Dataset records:
Segment Open

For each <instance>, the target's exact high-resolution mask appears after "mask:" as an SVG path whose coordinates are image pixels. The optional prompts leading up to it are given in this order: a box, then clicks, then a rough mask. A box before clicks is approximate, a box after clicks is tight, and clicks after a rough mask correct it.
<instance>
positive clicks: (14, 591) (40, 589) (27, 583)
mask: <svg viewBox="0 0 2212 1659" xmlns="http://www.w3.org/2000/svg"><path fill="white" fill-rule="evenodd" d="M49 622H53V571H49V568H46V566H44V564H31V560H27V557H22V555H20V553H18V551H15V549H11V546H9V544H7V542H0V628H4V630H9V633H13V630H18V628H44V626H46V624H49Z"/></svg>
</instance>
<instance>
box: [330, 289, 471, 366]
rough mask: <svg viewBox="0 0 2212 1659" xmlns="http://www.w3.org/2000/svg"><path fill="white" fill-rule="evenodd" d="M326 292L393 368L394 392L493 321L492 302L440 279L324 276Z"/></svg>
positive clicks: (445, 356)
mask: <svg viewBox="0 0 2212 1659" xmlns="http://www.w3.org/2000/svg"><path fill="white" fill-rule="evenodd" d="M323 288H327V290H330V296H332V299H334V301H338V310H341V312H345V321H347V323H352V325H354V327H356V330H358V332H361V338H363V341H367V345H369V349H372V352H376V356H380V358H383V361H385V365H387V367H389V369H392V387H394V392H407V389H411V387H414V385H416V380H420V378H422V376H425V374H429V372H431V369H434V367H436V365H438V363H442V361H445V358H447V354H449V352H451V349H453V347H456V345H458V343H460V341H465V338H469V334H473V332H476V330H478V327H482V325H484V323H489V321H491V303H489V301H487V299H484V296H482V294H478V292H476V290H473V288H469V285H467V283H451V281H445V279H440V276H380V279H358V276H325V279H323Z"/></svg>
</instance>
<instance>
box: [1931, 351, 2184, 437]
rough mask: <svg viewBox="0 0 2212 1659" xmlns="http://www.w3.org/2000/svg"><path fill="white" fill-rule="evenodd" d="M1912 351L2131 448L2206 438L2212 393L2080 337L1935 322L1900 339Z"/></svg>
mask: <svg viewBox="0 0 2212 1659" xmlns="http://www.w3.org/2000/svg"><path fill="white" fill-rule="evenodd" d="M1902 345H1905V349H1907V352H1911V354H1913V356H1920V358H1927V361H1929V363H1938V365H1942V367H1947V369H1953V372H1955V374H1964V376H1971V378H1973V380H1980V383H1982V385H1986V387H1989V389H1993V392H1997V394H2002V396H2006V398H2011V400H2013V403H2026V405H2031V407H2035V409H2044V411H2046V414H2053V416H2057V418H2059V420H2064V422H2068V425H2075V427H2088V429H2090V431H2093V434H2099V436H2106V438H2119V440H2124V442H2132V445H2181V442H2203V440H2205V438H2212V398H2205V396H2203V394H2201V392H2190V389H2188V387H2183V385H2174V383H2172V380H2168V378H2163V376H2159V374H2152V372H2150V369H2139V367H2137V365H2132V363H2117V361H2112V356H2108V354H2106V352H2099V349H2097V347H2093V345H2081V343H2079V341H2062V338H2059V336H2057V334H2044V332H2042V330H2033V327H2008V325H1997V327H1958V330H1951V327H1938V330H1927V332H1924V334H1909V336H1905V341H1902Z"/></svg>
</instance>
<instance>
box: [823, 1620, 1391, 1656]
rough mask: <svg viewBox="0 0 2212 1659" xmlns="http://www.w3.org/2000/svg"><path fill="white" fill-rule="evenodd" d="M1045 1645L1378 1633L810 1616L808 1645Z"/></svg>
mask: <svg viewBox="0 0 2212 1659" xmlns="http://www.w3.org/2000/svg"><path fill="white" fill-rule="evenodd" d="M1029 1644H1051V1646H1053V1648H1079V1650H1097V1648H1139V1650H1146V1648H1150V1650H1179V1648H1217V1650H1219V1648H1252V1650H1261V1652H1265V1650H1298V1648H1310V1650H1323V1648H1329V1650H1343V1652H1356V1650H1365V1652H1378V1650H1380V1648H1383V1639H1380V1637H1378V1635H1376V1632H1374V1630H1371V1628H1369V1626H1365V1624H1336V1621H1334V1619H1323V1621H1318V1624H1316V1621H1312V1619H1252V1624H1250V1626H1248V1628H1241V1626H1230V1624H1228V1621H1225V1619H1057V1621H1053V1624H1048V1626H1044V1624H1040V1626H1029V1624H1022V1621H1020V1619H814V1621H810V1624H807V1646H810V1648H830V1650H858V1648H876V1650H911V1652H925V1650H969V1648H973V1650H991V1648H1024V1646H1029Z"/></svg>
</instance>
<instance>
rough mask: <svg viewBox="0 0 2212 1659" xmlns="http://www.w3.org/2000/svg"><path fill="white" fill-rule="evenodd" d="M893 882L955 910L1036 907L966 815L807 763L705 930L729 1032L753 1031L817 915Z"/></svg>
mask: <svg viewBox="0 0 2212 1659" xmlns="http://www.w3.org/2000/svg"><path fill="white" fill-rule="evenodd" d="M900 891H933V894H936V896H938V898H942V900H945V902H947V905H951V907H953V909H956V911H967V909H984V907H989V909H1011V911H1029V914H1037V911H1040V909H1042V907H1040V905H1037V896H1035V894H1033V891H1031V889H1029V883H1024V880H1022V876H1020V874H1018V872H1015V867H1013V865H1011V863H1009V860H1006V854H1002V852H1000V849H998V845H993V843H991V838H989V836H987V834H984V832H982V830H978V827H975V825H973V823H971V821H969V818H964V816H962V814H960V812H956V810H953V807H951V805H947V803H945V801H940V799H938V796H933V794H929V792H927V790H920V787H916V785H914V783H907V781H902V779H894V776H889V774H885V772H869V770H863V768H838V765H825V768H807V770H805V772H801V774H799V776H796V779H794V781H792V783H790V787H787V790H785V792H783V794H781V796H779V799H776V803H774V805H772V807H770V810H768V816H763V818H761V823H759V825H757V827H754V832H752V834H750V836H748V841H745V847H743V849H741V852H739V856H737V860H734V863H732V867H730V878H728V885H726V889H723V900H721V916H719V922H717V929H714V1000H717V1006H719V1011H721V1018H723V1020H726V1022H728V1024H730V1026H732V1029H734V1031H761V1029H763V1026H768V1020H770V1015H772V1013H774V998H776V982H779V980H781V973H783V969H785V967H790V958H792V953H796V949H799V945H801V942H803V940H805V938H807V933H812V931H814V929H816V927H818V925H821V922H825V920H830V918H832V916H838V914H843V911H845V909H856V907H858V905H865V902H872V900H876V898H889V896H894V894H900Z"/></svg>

Segment Closed

*ASSIGNMENT*. Give a word-for-word copy of the records.

*REPLY TO THE EXERCISE*.
For each <instance>, the target's exact high-resolution mask appears after "mask:" as an SVG path whose coordinates are image pixels. The optional prompts leading up to it are given in this order: a box, then clicks, then a rough mask. A box before clicks is approximate, a box after clicks is tight, and clicks after a rough mask correct it.
<instance>
positive clicks: (14, 591) (40, 589) (27, 583)
mask: <svg viewBox="0 0 2212 1659" xmlns="http://www.w3.org/2000/svg"><path fill="white" fill-rule="evenodd" d="M49 622H53V571H49V568H46V566H44V564H31V560H27V557H22V555H20V553H18V551H15V549H11V546H9V544H7V542H0V628H4V630H9V633H13V630H18V628H44V626H46V624H49Z"/></svg>
</instance>
<instance>
box: [330, 289, 471, 366]
rough mask: <svg viewBox="0 0 2212 1659" xmlns="http://www.w3.org/2000/svg"><path fill="white" fill-rule="evenodd" d="M326 292L393 368L394 392L493 321L492 302L440 279L324 276Z"/></svg>
positive clicks: (445, 356)
mask: <svg viewBox="0 0 2212 1659" xmlns="http://www.w3.org/2000/svg"><path fill="white" fill-rule="evenodd" d="M323 288H327V290H330V296H332V299H334V301H338V310H341V312H345V321H347V323H352V325H354V327H356V330H358V332H361V338H363V341H367V345H369V349H372V352H376V356H380V358H383V361H385V365H387V367H389V369H392V387H394V392H407V389H411V387H414V385H416V380H420V378H422V376H425V374H429V372H431V369H434V367H436V365H438V363H442V361H445V358H447V354H449V352H451V349H453V347H456V345H458V343H460V341H465V338H469V334H473V332H476V330H478V327H482V325H484V323H489V321H491V303H489V301H487V299H484V296H482V294H478V292H476V290H473V288H469V285H467V283H451V281H445V279H440V276H380V279H358V276H325V279H323Z"/></svg>
</instance>
<instance>
box: [1931, 351, 2184, 437]
rough mask: <svg viewBox="0 0 2212 1659" xmlns="http://www.w3.org/2000/svg"><path fill="white" fill-rule="evenodd" d="M1912 351L2131 448L2206 438L2212 393L2080 337L1935 322L1900 339Z"/></svg>
mask: <svg viewBox="0 0 2212 1659" xmlns="http://www.w3.org/2000/svg"><path fill="white" fill-rule="evenodd" d="M1902 345H1905V349H1907V352H1911V354H1913V356H1920V358H1927V361H1929V363H1938V365H1942V367H1947V369H1953V372H1955V374H1964V376H1971V378H1973V380H1980V383H1982V385H1986V387H1989V389H1993V392H1997V394H2002V396H2006V398H2011V400H2013V403H2026V405H2031V407H2035V409H2044V411H2046V414H2053V416H2057V418H2059V420H2064V422H2068V425H2075V427H2088V429H2090V431H2093V434H2099V436H2106V438H2119V440H2124V442H2132V445H2181V442H2203V440H2205V438H2212V398H2205V396H2203V394H2201V392H2190V389H2188V387H2183V385H2174V383H2172V380H2168V378H2163V376H2159V374H2152V372H2150V369H2139V367H2137V365H2132V363H2117V361H2112V356H2108V354H2106V352H2099V349H2097V347H2093V345H2081V343H2079V341H2062V338H2059V336H2057V334H2044V332H2042V330H2033V327H2008V325H1997V327H1958V330H1951V327H1938V330H1927V332H1924V334H1909V336H1905V341H1902Z"/></svg>
</instance>
<instance>
box: [823, 1620, 1391, 1656]
rough mask: <svg viewBox="0 0 2212 1659" xmlns="http://www.w3.org/2000/svg"><path fill="white" fill-rule="evenodd" d="M1045 1645L1378 1633L810 1616L808 1645Z"/></svg>
mask: <svg viewBox="0 0 2212 1659" xmlns="http://www.w3.org/2000/svg"><path fill="white" fill-rule="evenodd" d="M1029 1644H1051V1646H1053V1648H1079V1650H1097V1648H1139V1650H1146V1648H1150V1650H1179V1648H1217V1650H1219V1648H1252V1650H1261V1652H1265V1650H1298V1648H1310V1650H1323V1648H1329V1650H1343V1652H1356V1650H1365V1652H1378V1650H1380V1648H1383V1639H1380V1637H1378V1635H1376V1632H1374V1630H1371V1628H1369V1626H1365V1624H1336V1621H1334V1619H1323V1621H1318V1624H1316V1621H1312V1619H1252V1624H1250V1626H1248V1628H1241V1626H1230V1624H1228V1621H1225V1619H1057V1621H1053V1624H1048V1626H1044V1624H1040V1626H1029V1624H1022V1621H1020V1619H814V1621H810V1624H807V1646H810V1648H830V1650H858V1648H876V1650H911V1652H925V1650H969V1648H973V1650H991V1648H1024V1646H1029Z"/></svg>
</instance>
<instance>
rough mask: <svg viewBox="0 0 2212 1659" xmlns="http://www.w3.org/2000/svg"><path fill="white" fill-rule="evenodd" d="M893 882L955 910L1036 907L966 815L807 763L705 930L729 1032L753 1031L817 915Z"/></svg>
mask: <svg viewBox="0 0 2212 1659" xmlns="http://www.w3.org/2000/svg"><path fill="white" fill-rule="evenodd" d="M900 891H933V894H936V896H938V898H942V900H945V902H947V905H951V907H953V909H956V911H967V909H984V907H989V909H1011V911H1029V914H1037V911H1040V909H1042V907H1040V905H1037V896H1035V894H1033V891H1031V889H1029V883H1024V880H1022V876H1020V874H1018V872H1015V867H1013V865H1011V863H1009V860H1006V854H1002V852H1000V849H998V845H993V843H991V838H989V836H987V834H984V832H982V830H978V827H975V825H973V823H971V821H969V818H964V816H962V814H960V812H956V810H953V807H951V805H947V803H945V801H940V799H938V796H933V794H929V792H927V790H920V787H916V785H914V783H907V781H902V779H894V776H889V774H885V772H869V770H863V768H838V765H825V768H807V770H805V772H801V774H799V776H796V779H794V781H792V783H790V787H787V790H785V792H783V794H781V796H779V799H776V803H774V805H772V807H770V810H768V816H763V818H761V823H759V825H757V827H754V832H752V834H750V836H748V841H745V847H743V849H741V852H739V856H737V860H734V863H732V867H730V878H728V885H726V889H723V900H721V916H719V922H717V929H714V1000H717V1006H719V1011H721V1018H723V1020H726V1022H728V1024H730V1026H732V1029H734V1031H761V1029H763V1026H768V1020H770V1015H772V1013H774V998H776V982H779V980H781V973H783V969H785V967H790V958H792V953H796V949H799V945H801V942H803V940H805V938H807V933H812V931H814V929H816V927H818V925H821V922H825V920H830V918H832V916H838V914H843V911H845V909H856V907H858V905H865V902H872V900H876V898H889V896H894V894H900Z"/></svg>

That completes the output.